* _Problems to work on_
[a] According to the thread, how long is Haywood's wingspan?
[b] Print the part of the thread that opens with the words containing "I agree that" and closes with "good enough defender.".
[c] Condense the thread's paragraph beginning "Haywood actually fits in well" into a bulleted list that keeps its main facts.

* _Text_
Haywood is an above average center in this league but in today's climate that's not saying much. I like him but there's not really too much you can say about him. He's a good defender, but he's the center and they still have a poor overall defense, and offensively he's ok but you can't expect more than 15 from him on any given night. 

McGee has a chance to be better than Haywood within 2 years, he definitely did well in his minutes last year, I think he would've put together an even more promising showing with limited minutes, they had to have him out there for a little longer than he was ready most nights.

What I'm interested in seeing is how this bench logjam plays out...Young, Foye, Miller could all be good 6th men for most teams. 

And it's an important year for Young too. No doubt he's talented but he gets trigger happy and still isn't an overall good decision-maker. Too many bonehead moves.


----------



## roux

Playoffs definitely, contender, not a chance in hell


----------



## f22egl

Dre™ said:


> Haywood is an above average center in this league but in today's climate that's not saying much. I like him but there's not really too much you can say about him. He's a good defender, but he's the center and they still have a poor overall defense, and offensively he's ok but you can't expect more than 15 from him on any given night.
> 
> McGee has a chance to be better than Haywood within 2 years, he definitely did well in his minutes last year, I think he would've put together an even more promising showing with limited minutes, they had to have him out there for a little longer than he was ready most nights.
> 
> What I'm interested in seeing is how this bench logjam plays out...Young, Foye, Miller could all be good 6th men for most teams.
> 
> And it's an important year for Young too. No doubt he's talented but he gets trigger happy and still isn't an overall good decision-maker. Too many bonehead moves.


Haywood actually fits in well with the Wizards because they don't need as much scoring from him with all the offensive weapons they have. With his a 70 ft %, Brendan Haywood was one of the more efficient scoring centers in the league with a TS% of 58% in the 07-08 season, so he isn't a liability on offense. And he was an above average offensive rebounder averaging over 3 a game. The biggest thing with Haywood is that he's very long with a 7 foot 6 wingspan (1/2 an inch smaller than Shaq) so he has the ability to make up for the Wizards defensive mistakes by changing shots with his height. The biggest reason that the Wizards were not a 45 win as opposed to a 19 win team was that they were without Brendan Haywood. 

Here's a more in depth article on why Brendan Haywood impact on the Wizards: 
http://www.truthaboutit.net/2009/07/the-miseducation-of-brendan-haywood.html

I agree that McGee could surpass Haywood in 2 years or even sooner but that's because McGee has an uber amount of potential. He probably has more offensive ability than Haywood at this point of his career. Unfortunately, the biggest liability is that he isn't strong enough and he isn't a good enough defender.

* _Data excerpt_
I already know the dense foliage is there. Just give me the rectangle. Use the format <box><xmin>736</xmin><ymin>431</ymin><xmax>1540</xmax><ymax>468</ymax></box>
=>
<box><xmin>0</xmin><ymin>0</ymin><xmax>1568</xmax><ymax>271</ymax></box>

* _Results for the exercise_
[a] 7 foot 6, half an inch smaller than Shaq's.

[b]
I agree that McGee could surpass Haywood in 2 years or even sooner but that's because McGee has an uber amount of potential. He probably has more offensive ability than Haywood at this point of his career. Unfortunately, the biggest liability is that he isn't strong enough and he isn't a good enough defender.

[c]
- Haywood suits the Wizards because their many offensive weapons mean they need less scoring from him.
- With a 70 ft % and a TS% of 58% in the 07-08 season, he was one of the league's more efficient scoring centers and isn't a liability on offense.
- He was an above-average offensive rebounder, averaging over 3 a game.
- His 7-foot-6 wingspan (half an inch smaller than Shaq's) lets him change shots and make up for the Wizards' defensive mistakes.
- The biggest reason the Wizards were a 19-win team rather than a 45-win team was that they were without him.